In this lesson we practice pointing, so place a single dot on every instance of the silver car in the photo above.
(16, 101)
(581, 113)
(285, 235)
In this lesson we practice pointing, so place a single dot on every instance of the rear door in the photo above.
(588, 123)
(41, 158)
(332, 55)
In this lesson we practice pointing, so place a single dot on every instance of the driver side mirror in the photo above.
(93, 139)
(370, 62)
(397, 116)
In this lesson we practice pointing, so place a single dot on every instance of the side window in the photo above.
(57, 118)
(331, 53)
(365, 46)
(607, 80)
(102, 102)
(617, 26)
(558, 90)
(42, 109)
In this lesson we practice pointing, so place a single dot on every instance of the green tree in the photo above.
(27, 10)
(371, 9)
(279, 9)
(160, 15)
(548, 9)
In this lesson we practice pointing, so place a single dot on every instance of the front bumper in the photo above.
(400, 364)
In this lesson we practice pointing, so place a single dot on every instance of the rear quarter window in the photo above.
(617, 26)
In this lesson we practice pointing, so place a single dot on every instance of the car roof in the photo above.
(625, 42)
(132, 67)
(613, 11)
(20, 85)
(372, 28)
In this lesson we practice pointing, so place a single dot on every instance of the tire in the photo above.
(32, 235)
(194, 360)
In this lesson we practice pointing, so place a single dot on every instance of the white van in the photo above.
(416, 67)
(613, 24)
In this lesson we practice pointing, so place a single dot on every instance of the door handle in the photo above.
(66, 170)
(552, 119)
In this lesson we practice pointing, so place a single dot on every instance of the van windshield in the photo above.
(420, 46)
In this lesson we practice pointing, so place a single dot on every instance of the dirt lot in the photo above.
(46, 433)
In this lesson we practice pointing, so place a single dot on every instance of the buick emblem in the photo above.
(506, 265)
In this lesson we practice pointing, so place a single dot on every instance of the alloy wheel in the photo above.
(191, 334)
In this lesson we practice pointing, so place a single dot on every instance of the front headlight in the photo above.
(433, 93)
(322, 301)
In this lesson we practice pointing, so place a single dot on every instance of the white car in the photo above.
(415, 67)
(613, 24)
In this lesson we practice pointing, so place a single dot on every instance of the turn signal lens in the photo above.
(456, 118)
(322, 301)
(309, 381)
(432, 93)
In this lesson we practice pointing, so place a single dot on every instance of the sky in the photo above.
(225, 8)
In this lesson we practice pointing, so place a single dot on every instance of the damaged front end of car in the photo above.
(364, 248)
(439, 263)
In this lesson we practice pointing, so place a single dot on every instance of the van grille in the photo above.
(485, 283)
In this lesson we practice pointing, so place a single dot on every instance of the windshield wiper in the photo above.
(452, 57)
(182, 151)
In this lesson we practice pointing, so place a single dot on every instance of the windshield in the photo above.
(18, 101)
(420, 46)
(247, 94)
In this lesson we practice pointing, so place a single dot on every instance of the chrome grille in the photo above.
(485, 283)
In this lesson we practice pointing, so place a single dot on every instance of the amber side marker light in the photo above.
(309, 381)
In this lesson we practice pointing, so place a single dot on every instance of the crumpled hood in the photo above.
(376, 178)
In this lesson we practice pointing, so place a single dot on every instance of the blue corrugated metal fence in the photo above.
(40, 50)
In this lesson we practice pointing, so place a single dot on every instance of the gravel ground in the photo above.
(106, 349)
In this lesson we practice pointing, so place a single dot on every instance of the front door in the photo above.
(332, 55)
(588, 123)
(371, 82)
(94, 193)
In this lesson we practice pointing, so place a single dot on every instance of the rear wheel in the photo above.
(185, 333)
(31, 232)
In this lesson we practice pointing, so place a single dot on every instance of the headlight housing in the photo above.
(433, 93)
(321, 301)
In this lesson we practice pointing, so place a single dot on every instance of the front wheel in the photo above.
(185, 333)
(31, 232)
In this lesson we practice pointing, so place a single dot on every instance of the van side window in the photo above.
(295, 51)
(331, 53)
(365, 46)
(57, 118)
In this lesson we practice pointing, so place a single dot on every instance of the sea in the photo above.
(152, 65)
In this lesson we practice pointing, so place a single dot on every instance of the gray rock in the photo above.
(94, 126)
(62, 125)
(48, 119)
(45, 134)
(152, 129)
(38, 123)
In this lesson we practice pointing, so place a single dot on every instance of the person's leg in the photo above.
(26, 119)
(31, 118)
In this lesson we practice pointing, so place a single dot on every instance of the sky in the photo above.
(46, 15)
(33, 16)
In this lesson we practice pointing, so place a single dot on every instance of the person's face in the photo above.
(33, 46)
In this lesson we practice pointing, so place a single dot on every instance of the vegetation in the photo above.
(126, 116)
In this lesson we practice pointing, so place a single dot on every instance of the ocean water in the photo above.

++++++++++++++++++++

— WHAT TO DO —
All entries should be transcribed verbatim.

— RESULT FOR THIS TASK —
In this lesson we practice pointing, so place a single dot on every instance of the silver car in the photo above.
(16, 101)
(581, 113)
(285, 235)
In this lesson we practice pointing, so place a single dot on every instance of the rear door in the photo above.
(588, 123)
(41, 158)
(332, 55)
In this lesson we practice pointing, so place a single dot on every instance of the driver side mirror in the photo above.
(93, 139)
(370, 62)
(397, 116)
In this lesson we practice pointing, so place a single dot on every instance of the side window in the photo above.
(57, 118)
(331, 53)
(365, 46)
(607, 80)
(102, 102)
(617, 26)
(558, 90)
(42, 109)
In this lesson we practice pointing, so place a single dot on every instance of the green tree in the photo above.
(27, 10)
(371, 9)
(279, 9)
(160, 15)
(548, 9)
In this lesson we practice pointing, so place a single dot on every instance of the front bumper in the photo above.
(400, 364)
In this lesson we practice pointing, so place a single dot on every instance of the rear quarter window in the photo above.
(617, 26)
In this lesson we practice pointing, so place a single dot on every instance of the car roof in the photo above.
(625, 42)
(132, 67)
(613, 11)
(20, 85)
(372, 28)
In this lesson we practice pointing, so place a single dot on every instance of the tire in the photo above.
(32, 235)
(194, 360)
In this lesson we practice pointing, so place a single dot on every instance of the white van in the photo above.
(416, 67)
(613, 24)
In this lesson we practice pointing, so place a single dot on every instance of the door handle in the photo above.
(66, 170)
(552, 119)
In this lesson we practice pointing, so place a single dot on every instance of the van windshield in the photo above.
(420, 46)
In this lesson we practice pointing, so place a single dot on every instance of the dirt lot in the photo above.
(46, 433)
In this lesson we practice pointing, so place a single dot on every instance of the buick emblem in the photo above.
(506, 265)
In this lesson we practice pointing, so place a single dot on every instance of the alloy wheel in the photo above.
(191, 334)
In this lesson we practice pointing, so place a single dot on every instance of the front headlight in the photo above.
(433, 93)
(322, 301)
In this lesson we practice pointing, so place a single dot on every instance of the white car in the photo above.
(415, 67)
(613, 24)
In this lesson we practice pointing, so place a single dot on every instance of the turn signal lens in the photo above.
(456, 118)
(322, 301)
(309, 381)
(432, 93)
In this lesson we practice pointing, so place a single dot on every instance of the sky in the photo above.
(225, 8)
In this lesson we practice pointing, so place a single dot on every instance of the damaged front end of car in the photo above.
(364, 248)
(439, 263)
In this lesson we practice pointing, so place a single dot on every instance of the van grille in the photo above.
(485, 283)
In this lesson we practice pointing, so place a single dot on every instance of the windshield wiper in the photo above.
(452, 57)
(182, 151)
In this lesson we practice pointing, so place a single dot on every instance of the windshield in the photo above.
(18, 101)
(420, 46)
(247, 94)
In this lesson we practice pointing, so place a single dot on every instance of the chrome grille in the photo above.
(485, 283)
In this lesson we practice pointing, so place a single dot on every instance of the amber side marker light in the photo above.
(309, 381)
In this lesson we practice pointing, so place a single dot on every instance of the crumpled hood in the photo above.
(376, 178)
In this lesson we practice pointing, so place a single dot on every instance of the blue corrugated metal fence in the photo above.
(40, 50)
In this lesson we practice pointing, so place a single dot on every instance of the gravel ground in the photo above.
(106, 349)
In this lesson we practice pointing, so place a single dot on every instance of the front door in the photo above.
(332, 55)
(588, 123)
(371, 82)
(94, 193)
In this lesson we practice pointing, so place a single dot on every instance of the rear wheel in the photo above.
(185, 333)
(31, 232)
In this lesson we practice pointing, so place a single dot on every instance of the headlight housing in the photo above.
(433, 93)
(321, 301)
In this lesson we practice pointing, so place a single dot on every instance of the front wheel in the photo above.
(185, 333)
(31, 232)
In this lesson we practice pointing, so place a single dot on every instance of the van side window in the photo above.
(295, 51)
(331, 53)
(365, 46)
(57, 118)
In this lesson we practice pointing, so place a single dot on every instance of the sea in the photo above.
(152, 65)
In this lesson we practice pointing, so place a single dot on every instance of the gray rock in the photo above.
(94, 126)
(62, 125)
(48, 119)
(45, 134)
(152, 129)
(38, 123)
In this lesson we practice pointing, so place a single dot on every instance of the person's leg in the photo above.
(26, 119)
(31, 118)
In this lesson we practice pointing, so place a single dot on every instance of the sky in the photo above.
(46, 15)
(33, 16)
In this lesson we practice pointing, so place a single dot on every instance of the person's face in the photo above.
(33, 46)
In this lesson we practice pointing, so place a single dot on every instance of the vegetation in the photo above.
(126, 116)
In this lesson we practice pointing, so place a single dot on every instance of the ocean water in the photo above.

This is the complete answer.